STATED TASK 1:
Answer these questions about the text on training a Doc2Vec model on wine descriptions:
(a) What similarity score is listed for the MOST similar document?
(b) What value is given for iter when the model is built for all of the wines?
(c) What value is passed as topn when similar documents are looked up for the graph?

TEXT SECTION:
***
Test Document (1): «bright and clear the colour of straw with pleasant gooseberry flavours and hints of straw and asparagus complex interplay of tastes crisp and dry with medium to long aftertaste»

SIMILAR/DISSIMILAR DOCS PER MODEL Doc2Vec(dm/m,d50,n5,w5,mc4,s0.001,t2):

MOST (16310, 0.75765460729599): «natural fermentation no added yeast months matured in french oak barrels citrus fruit and crispness is retained wood perfectly integrated on palate»

MEDIAN (22904, 0.27647846937179565): «considered as one of the noble wine varietals full bodied wine which can age very well with flavours of cassis blackberries and other dark fruits with tobacco and cigar box complexities well balanced with fine integrated tannins»

LEAST (24610, -0.2500000596046448): «the brick red colour of the grenache is well matched by ripe plum perfumes savoury note adds to the allure on the palate the wine is succulent supple and round the bright fruit endures to the finish and creates persistent aftertaste»



# Making a graph

Now that I've established that the document training works, I want to have all of the wines in the model so I can check similarities

In [46]:
descriptions = list(read_docs(wines.description))
pickle.dump(descriptions, open('preprocessed_descriptions.pkl',
                 'wb'))
model = Doc2Vec(size=50,
                window=5, 
                min_count=4, 
                workers=2,
               iter=50)
model.build_vocab(descriptions)
model.train(descriptions, 
            total_examples=model.corpus_count,
            epochs=model.iter)

38098747

In [42]:
G=nx.Graph()
for i in range(len(train)):
    row = wines.loc[i]
    current_vector = model.infer_vector(
        descriptions[i][0])
    G.add_node(i)
    connections = model.docvecs.most_similar([inferred_vector],
                      topn=3)
    for j in range(len(connections)):
        index = connections[j][0]
        new_row = wines.iloc[index,:]
        G.add_node(index)
        G.add_edge(i, index)


In [None]:
pos = nx.spring_layout(G)
nx.draw(G)
***
[Detection examples]

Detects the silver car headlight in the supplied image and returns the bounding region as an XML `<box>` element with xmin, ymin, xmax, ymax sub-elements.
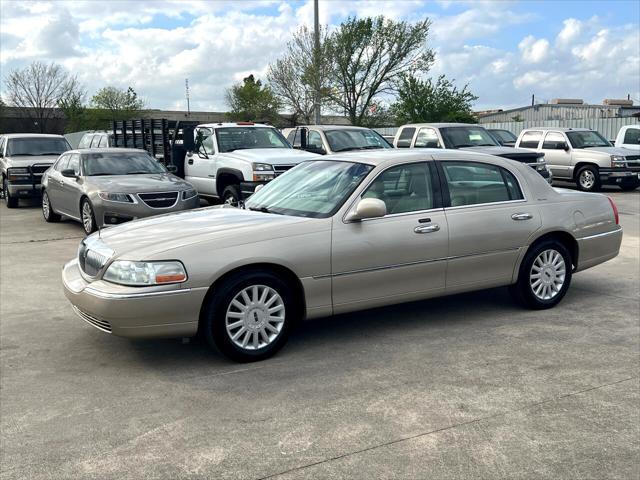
<box><xmin>102</xmin><ymin>260</ymin><xmax>187</xmax><ymax>287</ymax></box>
<box><xmin>98</xmin><ymin>192</ymin><xmax>133</xmax><ymax>203</ymax></box>
<box><xmin>182</xmin><ymin>188</ymin><xmax>198</xmax><ymax>200</ymax></box>
<box><xmin>611</xmin><ymin>155</ymin><xmax>627</xmax><ymax>168</ymax></box>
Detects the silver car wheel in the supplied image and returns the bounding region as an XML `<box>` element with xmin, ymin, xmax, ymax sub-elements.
<box><xmin>529</xmin><ymin>249</ymin><xmax>567</xmax><ymax>300</ymax></box>
<box><xmin>225</xmin><ymin>285</ymin><xmax>285</xmax><ymax>350</ymax></box>
<box><xmin>42</xmin><ymin>192</ymin><xmax>51</xmax><ymax>218</ymax></box>
<box><xmin>82</xmin><ymin>202</ymin><xmax>93</xmax><ymax>233</ymax></box>
<box><xmin>578</xmin><ymin>170</ymin><xmax>596</xmax><ymax>190</ymax></box>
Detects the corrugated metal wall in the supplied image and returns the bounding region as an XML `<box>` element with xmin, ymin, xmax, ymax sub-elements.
<box><xmin>374</xmin><ymin>117</ymin><xmax>640</xmax><ymax>140</ymax></box>
<box><xmin>479</xmin><ymin>104</ymin><xmax>640</xmax><ymax>124</ymax></box>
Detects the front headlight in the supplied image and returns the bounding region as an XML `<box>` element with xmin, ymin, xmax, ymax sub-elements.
<box><xmin>102</xmin><ymin>260</ymin><xmax>187</xmax><ymax>287</ymax></box>
<box><xmin>611</xmin><ymin>155</ymin><xmax>627</xmax><ymax>168</ymax></box>
<box><xmin>98</xmin><ymin>192</ymin><xmax>133</xmax><ymax>203</ymax></box>
<box><xmin>182</xmin><ymin>188</ymin><xmax>198</xmax><ymax>200</ymax></box>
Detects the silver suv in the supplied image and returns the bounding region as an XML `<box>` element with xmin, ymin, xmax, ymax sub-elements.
<box><xmin>516</xmin><ymin>128</ymin><xmax>640</xmax><ymax>192</ymax></box>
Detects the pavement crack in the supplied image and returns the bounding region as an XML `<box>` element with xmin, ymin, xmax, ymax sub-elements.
<box><xmin>256</xmin><ymin>376</ymin><xmax>640</xmax><ymax>480</ymax></box>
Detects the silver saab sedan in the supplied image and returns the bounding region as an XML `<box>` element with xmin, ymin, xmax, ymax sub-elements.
<box><xmin>42</xmin><ymin>148</ymin><xmax>200</xmax><ymax>235</ymax></box>
<box><xmin>62</xmin><ymin>150</ymin><xmax>622</xmax><ymax>361</ymax></box>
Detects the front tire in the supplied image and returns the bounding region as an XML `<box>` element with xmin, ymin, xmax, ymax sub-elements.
<box><xmin>80</xmin><ymin>198</ymin><xmax>97</xmax><ymax>235</ymax></box>
<box><xmin>2</xmin><ymin>178</ymin><xmax>18</xmax><ymax>208</ymax></box>
<box><xmin>42</xmin><ymin>190</ymin><xmax>61</xmax><ymax>223</ymax></box>
<box><xmin>222</xmin><ymin>185</ymin><xmax>240</xmax><ymax>207</ymax></box>
<box><xmin>576</xmin><ymin>166</ymin><xmax>602</xmax><ymax>192</ymax></box>
<box><xmin>201</xmin><ymin>271</ymin><xmax>299</xmax><ymax>362</ymax></box>
<box><xmin>512</xmin><ymin>240</ymin><xmax>572</xmax><ymax>310</ymax></box>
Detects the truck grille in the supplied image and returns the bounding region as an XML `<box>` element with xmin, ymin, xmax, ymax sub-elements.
<box><xmin>72</xmin><ymin>305</ymin><xmax>111</xmax><ymax>333</ymax></box>
<box><xmin>138</xmin><ymin>192</ymin><xmax>178</xmax><ymax>208</ymax></box>
<box><xmin>78</xmin><ymin>242</ymin><xmax>109</xmax><ymax>277</ymax></box>
<box><xmin>273</xmin><ymin>165</ymin><xmax>295</xmax><ymax>177</ymax></box>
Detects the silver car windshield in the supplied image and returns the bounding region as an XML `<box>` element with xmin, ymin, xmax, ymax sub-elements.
<box><xmin>245</xmin><ymin>160</ymin><xmax>373</xmax><ymax>218</ymax></box>
<box><xmin>82</xmin><ymin>152</ymin><xmax>167</xmax><ymax>177</ymax></box>
<box><xmin>324</xmin><ymin>129</ymin><xmax>391</xmax><ymax>152</ymax></box>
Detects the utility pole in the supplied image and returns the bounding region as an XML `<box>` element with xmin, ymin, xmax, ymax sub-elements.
<box><xmin>313</xmin><ymin>0</ymin><xmax>321</xmax><ymax>125</ymax></box>
<box><xmin>184</xmin><ymin>78</ymin><xmax>191</xmax><ymax>115</ymax></box>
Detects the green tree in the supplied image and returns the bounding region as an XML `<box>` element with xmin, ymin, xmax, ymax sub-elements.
<box><xmin>391</xmin><ymin>75</ymin><xmax>478</xmax><ymax>125</ymax></box>
<box><xmin>327</xmin><ymin>16</ymin><xmax>434</xmax><ymax>125</ymax></box>
<box><xmin>91</xmin><ymin>86</ymin><xmax>144</xmax><ymax>120</ymax></box>
<box><xmin>225</xmin><ymin>75</ymin><xmax>282</xmax><ymax>124</ymax></box>
<box><xmin>5</xmin><ymin>62</ymin><xmax>83</xmax><ymax>133</ymax></box>
<box><xmin>267</xmin><ymin>27</ymin><xmax>332</xmax><ymax>124</ymax></box>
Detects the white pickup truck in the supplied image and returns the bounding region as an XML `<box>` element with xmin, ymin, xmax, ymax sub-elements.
<box><xmin>184</xmin><ymin>122</ymin><xmax>319</xmax><ymax>205</ymax></box>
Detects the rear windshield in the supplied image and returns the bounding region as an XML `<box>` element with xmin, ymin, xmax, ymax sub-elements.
<box><xmin>7</xmin><ymin>137</ymin><xmax>71</xmax><ymax>157</ymax></box>
<box><xmin>440</xmin><ymin>126</ymin><xmax>499</xmax><ymax>148</ymax></box>
<box><xmin>82</xmin><ymin>152</ymin><xmax>167</xmax><ymax>177</ymax></box>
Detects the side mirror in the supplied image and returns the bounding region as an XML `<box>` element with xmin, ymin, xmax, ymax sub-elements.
<box><xmin>346</xmin><ymin>198</ymin><xmax>387</xmax><ymax>222</ymax></box>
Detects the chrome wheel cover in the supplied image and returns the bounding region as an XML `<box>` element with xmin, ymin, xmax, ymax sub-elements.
<box><xmin>579</xmin><ymin>170</ymin><xmax>596</xmax><ymax>190</ymax></box>
<box><xmin>225</xmin><ymin>285</ymin><xmax>285</xmax><ymax>350</ymax></box>
<box><xmin>529</xmin><ymin>249</ymin><xmax>567</xmax><ymax>300</ymax></box>
<box><xmin>82</xmin><ymin>202</ymin><xmax>93</xmax><ymax>233</ymax></box>
<box><xmin>42</xmin><ymin>192</ymin><xmax>51</xmax><ymax>219</ymax></box>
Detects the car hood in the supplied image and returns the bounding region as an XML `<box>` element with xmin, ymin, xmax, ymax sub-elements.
<box><xmin>5</xmin><ymin>155</ymin><xmax>60</xmax><ymax>167</ymax></box>
<box><xmin>460</xmin><ymin>145</ymin><xmax>541</xmax><ymax>160</ymax></box>
<box><xmin>220</xmin><ymin>148</ymin><xmax>320</xmax><ymax>165</ymax></box>
<box><xmin>92</xmin><ymin>205</ymin><xmax>314</xmax><ymax>260</ymax></box>
<box><xmin>576</xmin><ymin>147</ymin><xmax>630</xmax><ymax>157</ymax></box>
<box><xmin>84</xmin><ymin>173</ymin><xmax>193</xmax><ymax>193</ymax></box>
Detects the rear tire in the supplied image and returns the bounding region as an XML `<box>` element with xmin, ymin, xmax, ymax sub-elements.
<box><xmin>80</xmin><ymin>197</ymin><xmax>97</xmax><ymax>235</ymax></box>
<box><xmin>576</xmin><ymin>166</ymin><xmax>602</xmax><ymax>192</ymax></box>
<box><xmin>511</xmin><ymin>240</ymin><xmax>572</xmax><ymax>310</ymax></box>
<box><xmin>2</xmin><ymin>178</ymin><xmax>18</xmax><ymax>208</ymax></box>
<box><xmin>42</xmin><ymin>190</ymin><xmax>61</xmax><ymax>223</ymax></box>
<box><xmin>201</xmin><ymin>270</ymin><xmax>300</xmax><ymax>362</ymax></box>
<box><xmin>222</xmin><ymin>185</ymin><xmax>240</xmax><ymax>207</ymax></box>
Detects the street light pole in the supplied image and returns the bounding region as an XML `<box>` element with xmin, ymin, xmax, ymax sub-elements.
<box><xmin>313</xmin><ymin>0</ymin><xmax>321</xmax><ymax>125</ymax></box>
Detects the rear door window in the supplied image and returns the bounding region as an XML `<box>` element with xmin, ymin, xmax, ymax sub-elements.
<box><xmin>518</xmin><ymin>131</ymin><xmax>542</xmax><ymax>148</ymax></box>
<box><xmin>396</xmin><ymin>127</ymin><xmax>416</xmax><ymax>148</ymax></box>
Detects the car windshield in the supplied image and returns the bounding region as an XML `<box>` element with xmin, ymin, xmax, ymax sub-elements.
<box><xmin>324</xmin><ymin>129</ymin><xmax>391</xmax><ymax>152</ymax></box>
<box><xmin>82</xmin><ymin>152</ymin><xmax>167</xmax><ymax>177</ymax></box>
<box><xmin>440</xmin><ymin>126</ymin><xmax>499</xmax><ymax>148</ymax></box>
<box><xmin>567</xmin><ymin>130</ymin><xmax>611</xmax><ymax>148</ymax></box>
<box><xmin>245</xmin><ymin>160</ymin><xmax>373</xmax><ymax>218</ymax></box>
<box><xmin>7</xmin><ymin>137</ymin><xmax>71</xmax><ymax>157</ymax></box>
<box><xmin>216</xmin><ymin>127</ymin><xmax>291</xmax><ymax>153</ymax></box>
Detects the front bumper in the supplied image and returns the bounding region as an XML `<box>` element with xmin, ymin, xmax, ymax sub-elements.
<box><xmin>62</xmin><ymin>259</ymin><xmax>207</xmax><ymax>338</ymax></box>
<box><xmin>92</xmin><ymin>195</ymin><xmax>200</xmax><ymax>227</ymax></box>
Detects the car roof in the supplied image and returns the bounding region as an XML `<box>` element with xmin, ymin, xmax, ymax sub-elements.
<box><xmin>2</xmin><ymin>133</ymin><xmax>64</xmax><ymax>138</ymax></box>
<box><xmin>400</xmin><ymin>123</ymin><xmax>485</xmax><ymax>128</ymax></box>
<box><xmin>322</xmin><ymin>148</ymin><xmax>499</xmax><ymax>166</ymax></box>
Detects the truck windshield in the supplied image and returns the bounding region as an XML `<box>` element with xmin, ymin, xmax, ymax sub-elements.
<box><xmin>440</xmin><ymin>126</ymin><xmax>500</xmax><ymax>148</ymax></box>
<box><xmin>324</xmin><ymin>129</ymin><xmax>391</xmax><ymax>152</ymax></box>
<box><xmin>82</xmin><ymin>152</ymin><xmax>167</xmax><ymax>177</ymax></box>
<box><xmin>7</xmin><ymin>137</ymin><xmax>71</xmax><ymax>157</ymax></box>
<box><xmin>245</xmin><ymin>160</ymin><xmax>373</xmax><ymax>218</ymax></box>
<box><xmin>567</xmin><ymin>130</ymin><xmax>611</xmax><ymax>148</ymax></box>
<box><xmin>216</xmin><ymin>127</ymin><xmax>291</xmax><ymax>153</ymax></box>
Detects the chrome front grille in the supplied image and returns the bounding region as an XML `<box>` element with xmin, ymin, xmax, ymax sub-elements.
<box><xmin>138</xmin><ymin>192</ymin><xmax>178</xmax><ymax>208</ymax></box>
<box><xmin>72</xmin><ymin>305</ymin><xmax>111</xmax><ymax>333</ymax></box>
<box><xmin>78</xmin><ymin>242</ymin><xmax>109</xmax><ymax>277</ymax></box>
<box><xmin>273</xmin><ymin>165</ymin><xmax>295</xmax><ymax>177</ymax></box>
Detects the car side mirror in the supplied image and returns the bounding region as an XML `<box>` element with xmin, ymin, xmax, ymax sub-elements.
<box><xmin>346</xmin><ymin>198</ymin><xmax>387</xmax><ymax>222</ymax></box>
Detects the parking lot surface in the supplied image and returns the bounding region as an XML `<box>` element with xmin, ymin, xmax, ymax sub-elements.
<box><xmin>0</xmin><ymin>189</ymin><xmax>640</xmax><ymax>479</ymax></box>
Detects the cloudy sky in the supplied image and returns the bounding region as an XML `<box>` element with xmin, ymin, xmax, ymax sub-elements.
<box><xmin>0</xmin><ymin>0</ymin><xmax>640</xmax><ymax>110</ymax></box>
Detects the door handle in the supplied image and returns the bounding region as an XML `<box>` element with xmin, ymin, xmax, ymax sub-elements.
<box><xmin>413</xmin><ymin>223</ymin><xmax>440</xmax><ymax>233</ymax></box>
***
STATED TASK 2: Return every line of the rows above that contains the word "grille".

EXERCISE OUTPUT 1:
(a) 0.75765460729599
(b) 50
(c) 3

EXERCISE OUTPUT 2:
Detects the truck grille in the supplied image and returns the bounding region as an XML `<box>` element with xmin, ymin, xmax, ymax sub-elements.
Detects the chrome front grille in the supplied image and returns the bounding region as an XML `<box>` element with xmin, ymin, xmax, ymax sub-elements.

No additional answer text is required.